- Trecho fornecido:
%%

Há outra diferença fundamental: o Tribunal Penal Internacional julga indivíduos, pessoas acusadas de crimes de maior gravidade e de alcance internacional como genocídio e crimes de guerra. A Corte Internacional de Justiça julga os Estados.

No pedido à CIJ, a Ucrânia questionou a alegação da Rússia para a ofensiva militar. Os russos justificaram a invasão ao país como necessária para impedir o crime de genocídio que supostamente estaria acontecendo no leste da Ucrânia. Nessa caso, a Corte julga se houve violação da Convenção do Genocídio por parte da Rússia, o que acontece caso a alegação seja um pretexto falso para interesses territoriais.

O conflito entre os países se intensificou em 2014, em uma disputa pelo território da Crimeia, que foi anexada pela Rússia naquele ano. Os ucranianos resistiram à tentativa de controle e expansão russa, e desde 2021 a presença militar de tropas russas na fronteira entre os países aumentou significativamente, até a invasão em fevereiro do ano seguinte.

A Corte na guerra

Letícia Machado Haertel, mestre em Direito e especialista em Direito Internacional com ênfase em Direitos Humanos, e assessora na Corte Interamericana de Direitos Humanos (Costa Rica), explica que a Rússia “optou por não aceitar a sua jurisdição sobre qualquer disputa a envolvendo”.

Letícia Machado Haertel
Letícia Machado Haertel / Reprodução
“O caso que tramita perante a CIJ é extremamente complexo. Apesar de ser um Estado-parte do Estatuto da Corte, a Rússia optou por não aceitar a sua jurisdição sobre qualquer disputa a envolvendo, o que faz com que a Corte só possa avaliar a invasão da Ucrânia caso a situação represente uma violação de algum tratado ratificado pela Rússia que preveja especificamente o recurso à CIJ em caso de disputas”, explica Letícia.


No âmbito do Direito Internacional, foi instituída a “cláusula facultativa de jurisdição obrigatória”. Esse dispositivo recebe o nome de um ex-diplomata brasileiro, Raul Fernandes, e surge ainda nos trabalhos preparatórios do Estatuto da CPJI (Corte Permanente de Justiça Internacional, antecessora da Corte Internacional de Justiça).

A ideia central era tornar a CIJ um órgão de jurisdição obrigatória ao conjunto da comunidade internacional, sendo todos os Estados do Tratado Constitutivo das Nações Unidas automaticamente parte no Estatuto da Corte. A especialista em Direito Internacional avalia que o argumento da Ucrânia é “inovador”:

“A Ucrânia estruturou toda sua argumentação com base na Convenção sobre Genocídio de 1948, cujo artigo IX prevê a remissão do caso à Corte. Para tal, argumenta que a invasão da Ucrânia pela Rússia foi conduzida com base em um ‘falso pretexto’ de que a Ucrânia teria cometido genocídio da região do Donbas, o que configuraria uma utilização de má-fé da Convenção. O argumento é inovador e sem precedentes, de forma que não é possível antecipar se a Corte irá admiti-lo. O fato de que a Corte determinou em março de 2022 que o pleito ucraniano possuía fundamento o suficiente para que ela pudesse conceder uma tutela provisória, contudo, sinaliza que a Corte ao menos considera admitir o caso e proceder à análise de mérito da disputa”.

%%

- Amostra dos dados:
%%

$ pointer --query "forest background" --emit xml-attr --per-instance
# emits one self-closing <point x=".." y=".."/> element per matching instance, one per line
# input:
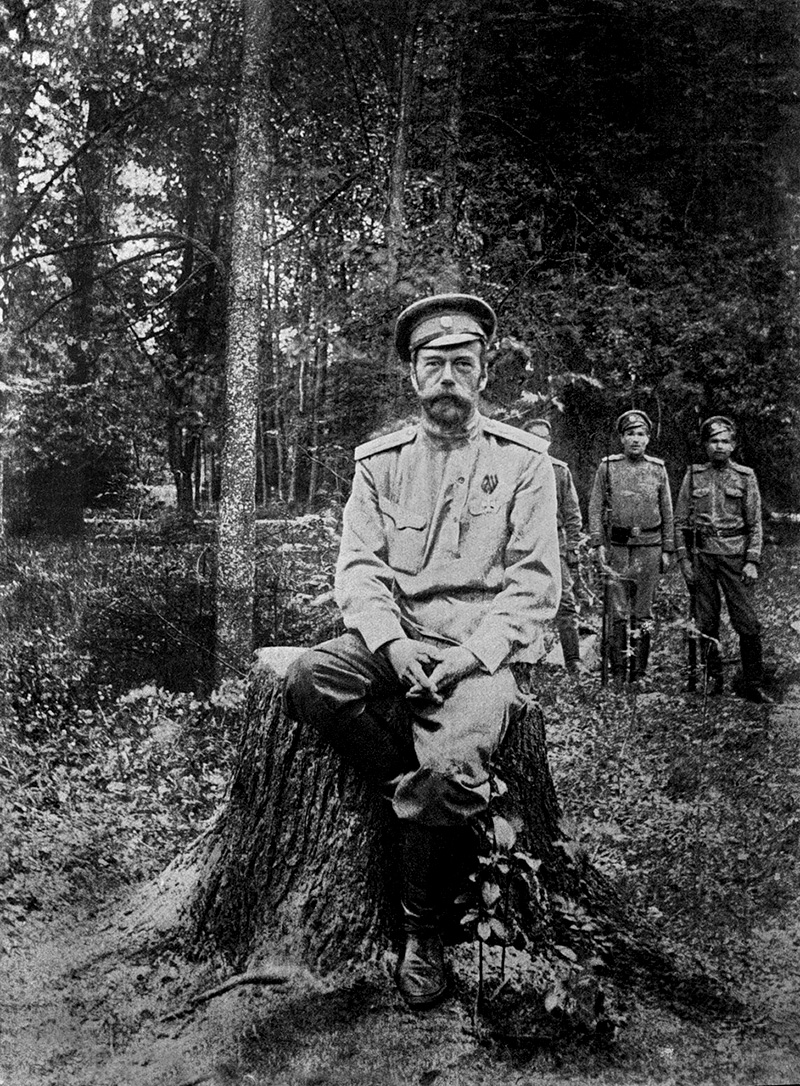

%%

- O que fazer:
Dê continuidade ao trecho sobre a Corte Internacional de Justiça e a guerra entre Rússia e Ucrânia, partindo da última frase apresentada. As linhas são um material à parte, sem relação com o trecho.

- Resposta abaixo:
O litígio internacional julgado na CIJ ganhou contornos favoráveis ao país autor da ação, quando, em decisão preliminar, a Corte foi favorável à Ucrânia. Com base nessa decisão, foi ordenado que a Rússia cessasse imediatamente as ações militares no país vizinho, o que não foi obedecido.

A Rússia pede o arquivamento do caso, disputando frontalmente a jurisdição da Corte sobre o caso e, no mérito, alegando que teria agido por motivos justos. Os russos ainda acusam a Ucrânia de usar a CIJ como parte de sua narrativa, buscando convencer o mundo da ilegalidade da invasão.

A Corte, por sua vez, iniciou as oitivas dos representantes dos países em guerra. Na última terça-feira (19), Anton Korynevych, representante da Ucrânia, disse aos juízes que os russos estão usando "uma terrível mentira" para atacar seu país.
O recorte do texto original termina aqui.